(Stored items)
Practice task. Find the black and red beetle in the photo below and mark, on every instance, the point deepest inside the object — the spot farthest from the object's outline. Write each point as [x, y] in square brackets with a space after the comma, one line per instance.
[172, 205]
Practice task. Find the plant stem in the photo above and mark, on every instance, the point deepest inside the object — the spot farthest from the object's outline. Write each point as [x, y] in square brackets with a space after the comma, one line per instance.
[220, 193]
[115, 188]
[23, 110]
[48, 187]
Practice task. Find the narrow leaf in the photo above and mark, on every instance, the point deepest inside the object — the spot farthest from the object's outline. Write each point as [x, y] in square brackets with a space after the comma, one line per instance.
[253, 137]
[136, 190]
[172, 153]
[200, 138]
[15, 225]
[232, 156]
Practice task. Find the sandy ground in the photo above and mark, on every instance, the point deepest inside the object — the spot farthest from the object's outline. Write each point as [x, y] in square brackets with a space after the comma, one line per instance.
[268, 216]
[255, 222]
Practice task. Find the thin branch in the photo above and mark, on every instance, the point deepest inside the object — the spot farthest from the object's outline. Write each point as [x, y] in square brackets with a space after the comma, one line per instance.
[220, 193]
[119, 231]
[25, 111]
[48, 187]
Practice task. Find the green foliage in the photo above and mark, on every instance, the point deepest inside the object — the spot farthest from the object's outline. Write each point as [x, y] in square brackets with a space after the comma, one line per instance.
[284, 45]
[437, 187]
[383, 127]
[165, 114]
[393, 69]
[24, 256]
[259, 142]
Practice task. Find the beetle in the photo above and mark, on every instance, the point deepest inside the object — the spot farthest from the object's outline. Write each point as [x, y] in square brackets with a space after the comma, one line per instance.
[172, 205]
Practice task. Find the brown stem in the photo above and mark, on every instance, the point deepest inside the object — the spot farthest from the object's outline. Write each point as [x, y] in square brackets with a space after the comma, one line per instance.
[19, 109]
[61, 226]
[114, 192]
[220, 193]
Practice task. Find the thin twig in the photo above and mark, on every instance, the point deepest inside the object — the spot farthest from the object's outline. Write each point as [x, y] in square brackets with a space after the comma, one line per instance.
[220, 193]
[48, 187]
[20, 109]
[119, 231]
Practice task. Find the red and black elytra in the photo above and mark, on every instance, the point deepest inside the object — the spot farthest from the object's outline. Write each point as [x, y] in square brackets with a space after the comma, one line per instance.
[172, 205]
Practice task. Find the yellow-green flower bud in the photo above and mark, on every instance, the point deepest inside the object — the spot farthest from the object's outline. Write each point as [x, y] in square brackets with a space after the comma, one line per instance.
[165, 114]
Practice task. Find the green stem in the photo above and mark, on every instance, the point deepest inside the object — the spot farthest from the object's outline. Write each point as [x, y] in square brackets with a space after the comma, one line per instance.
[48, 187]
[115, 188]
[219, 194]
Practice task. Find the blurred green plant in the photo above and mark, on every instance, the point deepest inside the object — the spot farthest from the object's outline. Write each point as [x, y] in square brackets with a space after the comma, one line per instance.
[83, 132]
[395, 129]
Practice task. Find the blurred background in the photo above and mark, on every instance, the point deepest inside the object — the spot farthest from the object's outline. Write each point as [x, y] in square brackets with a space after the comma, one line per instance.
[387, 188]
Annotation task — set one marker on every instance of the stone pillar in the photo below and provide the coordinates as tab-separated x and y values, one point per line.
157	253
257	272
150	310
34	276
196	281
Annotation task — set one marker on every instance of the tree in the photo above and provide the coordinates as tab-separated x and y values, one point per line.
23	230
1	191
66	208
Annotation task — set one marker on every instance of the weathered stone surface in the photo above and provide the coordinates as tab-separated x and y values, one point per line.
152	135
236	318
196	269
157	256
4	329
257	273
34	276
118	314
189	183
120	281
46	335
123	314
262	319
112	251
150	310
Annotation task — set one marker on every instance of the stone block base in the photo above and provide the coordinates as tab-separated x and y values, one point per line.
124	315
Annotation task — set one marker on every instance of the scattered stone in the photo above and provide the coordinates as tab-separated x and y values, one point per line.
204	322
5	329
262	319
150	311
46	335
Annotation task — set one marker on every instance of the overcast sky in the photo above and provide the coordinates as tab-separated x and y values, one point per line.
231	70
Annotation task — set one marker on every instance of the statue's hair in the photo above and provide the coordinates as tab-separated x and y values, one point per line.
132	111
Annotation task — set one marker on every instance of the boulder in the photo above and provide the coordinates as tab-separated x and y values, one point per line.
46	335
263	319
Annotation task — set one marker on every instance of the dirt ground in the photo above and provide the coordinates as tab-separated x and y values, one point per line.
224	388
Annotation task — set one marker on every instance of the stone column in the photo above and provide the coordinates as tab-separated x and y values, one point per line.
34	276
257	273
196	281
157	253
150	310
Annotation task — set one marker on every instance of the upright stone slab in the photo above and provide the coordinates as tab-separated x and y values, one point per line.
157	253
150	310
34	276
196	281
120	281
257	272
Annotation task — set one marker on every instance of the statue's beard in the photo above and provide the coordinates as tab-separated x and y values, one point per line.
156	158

Problem to solve>
Every entry must be printed again, exactly as it reads.

Answer space>
Practice task. Find the black and red beetle in the photo below and mark, on every instance, the point deepest inside the object — the spot farthest from the object's outline. Write each point as [x, y] in square brackets with a space after the comma, one line per instance.
[172, 205]
Practice task. Find the plant stem in the photo above and mark, on every instance, the point deepest inside the object — the spot farthest from the object's outline. Write each point as [x, y] in square brackets with a space after the comma, one line per instance.
[220, 193]
[115, 188]
[23, 110]
[48, 187]
Practice task. Find the narrow leaf in the photo above and mark, on every instance, the point deepest inside the object — the spot farthest from the object's outline. Write each point as [x, y] in square brackets with a space after the comma, one line per instance.
[253, 137]
[136, 190]
[172, 153]
[200, 138]
[15, 225]
[232, 156]
Practice task. Find the sandy ground in the photo above and mark, on every instance, the point deepest inside the object — the spot farthest from the object's outline. Write each point as [x, y] in square brackets with a space after the comma, one line per instance.
[268, 216]
[255, 222]
Practice task. Find the thin branch in the photo above and mark, on every instance, the point deepest inside the object — the spot farthest from the object's outline. Write each point as [x, y] in square brackets with a space after the comma, one line per instance.
[220, 193]
[119, 231]
[25, 111]
[48, 187]
Practice task. Find the green foliage in the photo above and mark, on every instance, the point deepest inside the object — the spot farthest from the object's outline. Write each point as [x, y] in square brackets with a space after the comma, one line per instance.
[284, 45]
[437, 187]
[383, 127]
[165, 114]
[393, 69]
[24, 256]
[259, 142]
Practice task. Find the beetle in the photo above and mark, on every instance, the point deepest inside the object — the spot farthest from the object's outline. Write each point as [x, y] in square brackets with a space after the comma, one line per instance.
[172, 205]
Practice task. Find the brown stem in the photo above and mark, on every instance, the point deepest inside the object — the spot farthest from the object's outline. Write each point as [x, y] in square brackets with a space after the comma, one line per instance.
[19, 109]
[61, 226]
[114, 192]
[220, 193]
Practice task. Find the thin twig in the photo above and mark, on every instance, the point deepest inside the object — the spot farthest from the object's outline. Write each point as [x, y] in square brackets with a space after the comma, one line per instance.
[220, 193]
[48, 187]
[20, 109]
[119, 231]
Practice task. Find the red and black elytra in the photo above and mark, on every instance, the point deepest inside the object — the spot farthest from the object's outline. Write each point as [x, y] in square brackets with a space after the comma, one line per instance.
[172, 205]
Practice task. Find the yellow-green flower bud in the photo above and mark, on every instance, the point deepest inside the object — the spot farthest from the object's outline. Write each point as [x, y] in square brackets with a space after the comma, one line per instance.
[165, 114]
Practice task. Find the green stem in the photo above and mark, on every instance, the point deepest inside the object — the spot farthest from the object's outline. Write each point as [x, y] in square brackets with a space after the comma, one line per instance.
[48, 187]
[115, 188]
[219, 194]
Practice task. Find the blurred green plant in the photo above and mark, on every instance, the point deepest inside the object — the spot farthest from the object's outline. Write each point as [x, y] in square brackets with a space after the comma, one line per instance.
[83, 132]
[395, 129]
Practice task. Find the blurred background in the photo above and mark, on every instance, the point deepest inside the object — the spot farthest from the object's outline. Write each point as [x, y] in square brackets with a space after the comma, one line per instance.
[387, 188]
Annotation task — set one marker on every instance of the stone pillar in the photo below and provide the coordinates as tab-separated x and y values, one point per line.
157	253
257	272
150	310
34	276
196	281
Annotation task — set one marker on every instance of the tree in the photo above and provide the coordinates as tab-separated x and y values, one point per line.
23	230
1	191
66	208
Annotation task — set one marker on every instance of the weathered stone surface in the photo above and provide the coordinates as tab-separated x and y values, one point per line.
152	135
236	318
196	269
157	256
4	329
257	273
34	276
118	314
189	183
120	281
46	335
123	314
262	319
112	251
150	310
Annotation task — set one marker on every instance of the stone block base in the photo above and provide the coordinates as tab-separated x and y values, one point per line.
124	315
Annotation task — set one marker on every instance of the scattered stone in the photo above and provide the coordinates as tab-separated x and y values, one point per line.
204	322
5	329
262	319
150	311
46	335
Annotation task — set one marker on every instance of the overcast sky in the photo above and provide the coordinates as tab-separated x and y values, one point per line.
231	70
Annotation task — set one marker on every instance of the statue's hair in the photo above and provide the coordinates as tab-separated x and y values, one point per line.
132	111
Annotation task — set one marker on every instance of the boulder in the photo above and provide the coordinates as tab-separated x and y values, one point per line.
46	335
263	319
Annotation task — set one marker on every instance of the dirt ground in the photo above and provide the coordinates as tab-separated x and y values, one point per line.
224	388
Annotation task — set one marker on every instance of the stone column in the photo above and provide the coordinates as tab-separated x and y values, one point per line.
34	276
257	273
196	281
157	253
150	310
Annotation task — set one marker on every instance of the upright stone slab in the photo above and provide the coordinates as tab-separated x and y values, one point per line.
157	253
150	310
34	276
196	281
120	281
257	272
Annotation task — set one marker on every instance of the statue's beard in the photo above and provide the coordinates as tab-separated x and y values, one point per line.
156	158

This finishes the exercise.